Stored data

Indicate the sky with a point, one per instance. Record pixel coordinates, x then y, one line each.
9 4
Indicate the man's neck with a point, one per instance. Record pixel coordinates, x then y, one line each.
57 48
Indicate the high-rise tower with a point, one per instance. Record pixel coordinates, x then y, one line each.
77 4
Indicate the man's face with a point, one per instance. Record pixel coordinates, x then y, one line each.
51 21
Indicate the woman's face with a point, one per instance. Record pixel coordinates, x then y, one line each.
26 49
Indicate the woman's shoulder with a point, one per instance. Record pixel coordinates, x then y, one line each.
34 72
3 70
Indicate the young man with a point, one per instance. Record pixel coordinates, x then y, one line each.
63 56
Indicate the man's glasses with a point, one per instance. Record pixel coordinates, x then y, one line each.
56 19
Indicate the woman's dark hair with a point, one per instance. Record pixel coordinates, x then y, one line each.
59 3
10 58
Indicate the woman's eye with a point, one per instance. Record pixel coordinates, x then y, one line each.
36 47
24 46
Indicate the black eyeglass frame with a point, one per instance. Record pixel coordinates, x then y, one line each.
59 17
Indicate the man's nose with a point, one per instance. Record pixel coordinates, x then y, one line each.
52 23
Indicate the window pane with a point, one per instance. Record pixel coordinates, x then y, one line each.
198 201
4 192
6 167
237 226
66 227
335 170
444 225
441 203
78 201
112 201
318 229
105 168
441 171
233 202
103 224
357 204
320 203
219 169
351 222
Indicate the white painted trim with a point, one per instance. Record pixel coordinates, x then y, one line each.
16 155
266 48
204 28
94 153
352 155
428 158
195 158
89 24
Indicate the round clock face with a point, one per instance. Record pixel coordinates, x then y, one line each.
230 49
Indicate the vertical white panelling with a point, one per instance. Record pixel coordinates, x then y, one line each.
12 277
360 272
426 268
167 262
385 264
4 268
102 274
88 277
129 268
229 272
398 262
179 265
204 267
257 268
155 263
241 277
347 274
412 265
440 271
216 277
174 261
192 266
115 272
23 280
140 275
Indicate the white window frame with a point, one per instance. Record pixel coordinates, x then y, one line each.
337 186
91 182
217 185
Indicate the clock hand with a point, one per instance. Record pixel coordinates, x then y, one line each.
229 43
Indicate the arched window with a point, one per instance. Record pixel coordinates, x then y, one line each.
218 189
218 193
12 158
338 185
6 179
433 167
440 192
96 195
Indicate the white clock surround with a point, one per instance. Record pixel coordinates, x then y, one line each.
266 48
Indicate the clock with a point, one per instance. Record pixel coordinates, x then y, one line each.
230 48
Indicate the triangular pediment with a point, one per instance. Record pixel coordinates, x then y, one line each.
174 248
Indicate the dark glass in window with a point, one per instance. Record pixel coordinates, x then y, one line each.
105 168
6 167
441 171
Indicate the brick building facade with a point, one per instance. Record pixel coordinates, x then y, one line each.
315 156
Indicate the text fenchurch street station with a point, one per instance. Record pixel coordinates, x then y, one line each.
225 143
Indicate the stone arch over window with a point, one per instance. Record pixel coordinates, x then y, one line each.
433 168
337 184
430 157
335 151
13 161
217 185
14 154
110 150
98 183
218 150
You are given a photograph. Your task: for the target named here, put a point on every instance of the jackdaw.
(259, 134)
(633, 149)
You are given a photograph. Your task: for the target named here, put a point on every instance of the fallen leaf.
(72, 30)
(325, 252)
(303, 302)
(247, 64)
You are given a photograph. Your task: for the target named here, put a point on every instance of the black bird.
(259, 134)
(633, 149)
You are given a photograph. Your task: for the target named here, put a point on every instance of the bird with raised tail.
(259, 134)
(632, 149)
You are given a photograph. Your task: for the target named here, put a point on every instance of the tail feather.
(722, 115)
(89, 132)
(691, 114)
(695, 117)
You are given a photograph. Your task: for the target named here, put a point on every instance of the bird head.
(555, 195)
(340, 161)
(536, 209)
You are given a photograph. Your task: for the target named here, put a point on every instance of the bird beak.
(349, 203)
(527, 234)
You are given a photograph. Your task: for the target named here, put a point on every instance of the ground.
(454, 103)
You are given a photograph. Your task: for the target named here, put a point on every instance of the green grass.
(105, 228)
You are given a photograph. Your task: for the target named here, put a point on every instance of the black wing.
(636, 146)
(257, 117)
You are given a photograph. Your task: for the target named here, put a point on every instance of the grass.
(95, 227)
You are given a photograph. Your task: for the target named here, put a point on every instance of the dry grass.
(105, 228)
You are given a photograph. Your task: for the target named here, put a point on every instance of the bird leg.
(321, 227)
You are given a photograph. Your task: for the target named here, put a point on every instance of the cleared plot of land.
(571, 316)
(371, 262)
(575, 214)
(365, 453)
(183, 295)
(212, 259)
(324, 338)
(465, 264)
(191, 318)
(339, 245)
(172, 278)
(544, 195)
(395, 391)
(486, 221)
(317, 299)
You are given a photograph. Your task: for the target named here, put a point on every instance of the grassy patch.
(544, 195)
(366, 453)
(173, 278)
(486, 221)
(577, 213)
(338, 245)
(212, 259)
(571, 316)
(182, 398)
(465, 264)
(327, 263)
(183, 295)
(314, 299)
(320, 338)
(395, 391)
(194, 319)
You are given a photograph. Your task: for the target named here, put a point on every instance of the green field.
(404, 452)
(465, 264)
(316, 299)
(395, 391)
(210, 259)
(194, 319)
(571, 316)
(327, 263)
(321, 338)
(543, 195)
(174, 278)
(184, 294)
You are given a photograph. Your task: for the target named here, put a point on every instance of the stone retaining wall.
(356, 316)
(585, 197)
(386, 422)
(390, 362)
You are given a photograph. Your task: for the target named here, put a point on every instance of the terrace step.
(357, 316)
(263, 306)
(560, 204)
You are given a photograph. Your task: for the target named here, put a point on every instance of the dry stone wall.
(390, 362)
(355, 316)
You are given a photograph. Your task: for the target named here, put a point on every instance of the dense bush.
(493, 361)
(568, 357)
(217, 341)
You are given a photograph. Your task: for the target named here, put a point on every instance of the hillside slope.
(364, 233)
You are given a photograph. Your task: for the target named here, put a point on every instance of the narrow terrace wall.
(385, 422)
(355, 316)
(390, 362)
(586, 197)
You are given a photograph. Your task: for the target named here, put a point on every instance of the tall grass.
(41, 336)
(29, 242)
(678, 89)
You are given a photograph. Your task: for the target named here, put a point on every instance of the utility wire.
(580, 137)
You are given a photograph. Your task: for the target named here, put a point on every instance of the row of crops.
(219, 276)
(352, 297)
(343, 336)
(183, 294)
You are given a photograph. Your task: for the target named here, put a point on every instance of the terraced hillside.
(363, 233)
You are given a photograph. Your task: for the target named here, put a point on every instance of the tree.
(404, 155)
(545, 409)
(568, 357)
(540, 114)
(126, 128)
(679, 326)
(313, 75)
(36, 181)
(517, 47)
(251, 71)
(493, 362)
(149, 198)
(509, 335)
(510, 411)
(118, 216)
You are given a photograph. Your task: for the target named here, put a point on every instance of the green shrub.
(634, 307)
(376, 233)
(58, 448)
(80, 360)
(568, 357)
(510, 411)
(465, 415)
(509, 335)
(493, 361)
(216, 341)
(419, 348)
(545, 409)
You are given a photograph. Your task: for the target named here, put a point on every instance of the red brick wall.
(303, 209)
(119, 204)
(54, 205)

Task objective: All the entries should be output exactly as given.

Reply:
Indicate the sky with a point, one per instance. Record pixel coordinates, x then y, one line each.
9 4
Indicate the man's neck with a point, one per instance. Record pixel coordinates, x then y, one line each.
57 48
Indicate the high-rise tower with a point, one per instance. Record pixel coordinates, x then y, one line each.
77 4
Indicate the man's face with a point, one per instance. Record pixel coordinates, x then y, one line each.
51 21
Indicate the woman's face with a point, one per instance. Record pixel coordinates, x then y, one line each.
26 49
Indicate the woman's shoulder with a point, one per instance. Record pixel coordinates, x then y, one line each.
34 72
3 70
Indicate the young man with a point, one per instance. Record pixel coordinates, x then y, one line each.
63 56
Indicate the man's glasses with a point, one per instance. Record pixel coordinates, x then y, one line each.
56 19
Indicate the woman's dark hair with a point, one per instance. Record pixel coordinates, x then y, one line each.
59 3
10 58
Indicate the woman's eye with a point, one per instance. Record pixel coordinates, x then y, one line each.
36 47
24 46
Indicate the black eyeglass frame with a point, one per instance. Record pixel coordinates, x then y, one line each.
59 17
Indicate the man's nose with a point, one per instance. Record pixel coordinates, x then y, one line each.
52 23
Indicate the window pane with a point, one per instance. Record pixel coordinates, x then y, one line each.
198 201
4 192
6 167
237 226
66 227
335 170
444 225
441 203
78 201
112 201
318 229
105 168
441 171
233 202
103 224
357 204
320 203
219 169
351 222
Indicate the white painted trim with a point, one per instance. Record pixel coordinates, x then y, one line each.
16 155
266 48
204 28
94 153
352 155
428 158
195 158
89 24
Indicate the round clock face with a point, one per instance. Record pixel coordinates, x then y, one line each.
230 49
Indicate the vertical white panelling with a point, one per instance. Record pixel coordinates, x then y, one line each.
12 277
360 272
426 268
167 262
385 264
4 268
102 274
88 277
129 268
229 272
398 262
179 265
204 267
257 268
155 263
241 277
347 274
412 265
440 271
216 277
174 261
192 266
115 272
23 280
140 275
Indicate the white window frame with a point, one per instance. Record pixel coordinates, x then y, one line each.
337 186
91 182
217 185
Indicate the clock hand with a point, one per instance. Record pixel coordinates, x then y, one line each.
229 43
Indicate the arched window with a point, one per instance. Record pixel coordinates, x then y, one line each.
218 189
218 193
12 158
338 185
6 179
433 167
440 192
96 195
Indicate the white clock surround with a point, one per instance. Record pixel coordinates, x then y, one line each.
266 48
Indicate the clock with a point, one per instance. Record pixel coordinates, x then y, one line each.
230 48
Indicate the triangular pediment with a point, one per instance. Record pixel coordinates, x then y, one line each.
174 248
Indicate the dark glass in window with a point, one per instance. Record pixel coordinates, x then y, one line each.
105 168
6 167
441 171
Indicate the brick building facade with a point, one per instance. Record pixel coordinates, x then y, one line each.
315 156
Indicate the text fenchurch street station with a point, one per instance. Record pixel coordinates, x then y, one line each.
225 143
Indicate the stone arch over window with a point, one per instance. Record pixel coordinates, x then y, one line each.
433 168
337 184
430 157
335 151
13 161
217 185
14 154
110 150
98 183
218 150
You are given a photograph. Your task: for the target named here, put a point on every instance of the jackdaw.
(259, 134)
(633, 149)
You are given a photograph. Your task: for the target named here, put a point on every instance of the fallen leaf.
(72, 30)
(325, 252)
(303, 302)
(247, 64)
You are given a photograph. Your task: for the target named here, put a point on every instance of the black bird.
(259, 134)
(633, 149)
You are given a photograph. Your task: for the target named here, put a point on every instance of the bird with raised tail.
(259, 134)
(632, 149)
You are given a photograph. Your task: for the target named here, put a point on every instance of the tail feather.
(722, 115)
(89, 132)
(691, 114)
(695, 117)
You are given a photograph. Your task: for the target named here, put a point on every instance of the bird head.
(555, 195)
(340, 161)
(536, 209)
You are given a photograph. Your task: for the target named here, put a point on every instance of the bird beak.
(349, 203)
(527, 234)
You are given a photograph. Your task: for the target named here, put a point on every instance of the ground.
(454, 103)
You are given a photograph. Your task: for the target named here, put a point on every instance of the green grass.
(105, 228)
You are given a photograph. Your task: for the target named here, put a point on every instance of the black wing.
(636, 146)
(257, 117)
You are given a photograph. Your task: for the target named here, put a point on every instance of the grass.
(95, 227)
You are given a photograph. Your task: for the target named here, put a point on every instance of the dry grass.
(105, 228)
You are given a photograph. Your task: for the target named here, put a point on every instance of the bird leg.
(321, 227)
You are given a photograph. Your task: for the target named here, put a point on every instance of the cleared plot of land.
(571, 316)
(371, 262)
(575, 214)
(365, 453)
(183, 295)
(212, 259)
(324, 338)
(465, 264)
(191, 318)
(339, 245)
(172, 278)
(544, 195)
(395, 391)
(486, 221)
(317, 299)
You are given a photograph. Your task: for the target named here, put a point on every instance of the grassy patch.
(544, 195)
(366, 453)
(173, 278)
(486, 221)
(577, 213)
(338, 245)
(212, 259)
(571, 316)
(182, 398)
(465, 264)
(327, 263)
(183, 295)
(314, 299)
(320, 338)
(395, 391)
(194, 319)
You are given a photograph. Your task: for the target named here, put a point on every instance of the green field.
(404, 452)
(465, 264)
(316, 299)
(395, 391)
(210, 259)
(194, 319)
(571, 316)
(327, 263)
(321, 338)
(543, 195)
(174, 278)
(184, 294)
You are given a photograph. Your task: for the target named here, put a point on every instance of the stone retaining wall.
(356, 316)
(585, 197)
(386, 422)
(390, 362)
You are given a photograph. Your task: for the target named here, put a point on every instance of the terrace step.
(357, 316)
(263, 306)
(560, 204)
You are given a photograph. Your task: for the target named here, put a point on every instance of the dry stone wall.
(390, 362)
(355, 316)
You are given a photograph. Your task: for the target named here, put a point on every instance of the dense bush.
(493, 361)
(568, 357)
(217, 341)
You are given a photograph. Your task: for the target named here, put a point on every instance of the hillside slope.
(364, 233)
You are given a photograph. Your task: for the target named here, put a point on every instance of the narrow terrace wall.
(385, 422)
(355, 316)
(390, 362)
(586, 197)
You are given a photograph. Your task: for the target named here, put a point on every instance of the tall grass.
(41, 336)
(29, 242)
(678, 89)
You are given a photograph. Your task: for the target named here, put a point on every instance of the utility wire.
(580, 137)
You are given a photograph. Your task: for the target named here, put a point on every instance of the row of crops.
(219, 276)
(352, 297)
(343, 336)
(183, 294)
You are given a photograph. Your task: for the target named here, put a point on every instance of the terraced hillside.
(363, 233)
You are given a photograph. Your task: for the target named here, put a point on every instance of the tree.
(404, 155)
(545, 409)
(568, 357)
(540, 114)
(126, 128)
(679, 326)
(313, 75)
(36, 181)
(517, 47)
(251, 71)
(493, 362)
(149, 198)
(509, 335)
(510, 411)
(118, 216)
You are given a photograph. Your task: for the target named here, put a point on every instance of the green shrub.
(634, 307)
(376, 233)
(58, 448)
(80, 360)
(568, 357)
(510, 411)
(465, 415)
(509, 335)
(493, 361)
(216, 341)
(419, 348)
(545, 409)
You are given a photograph. Your task: for the target named here, put a point on every instance of the red brick wall.
(303, 209)
(119, 204)
(54, 205)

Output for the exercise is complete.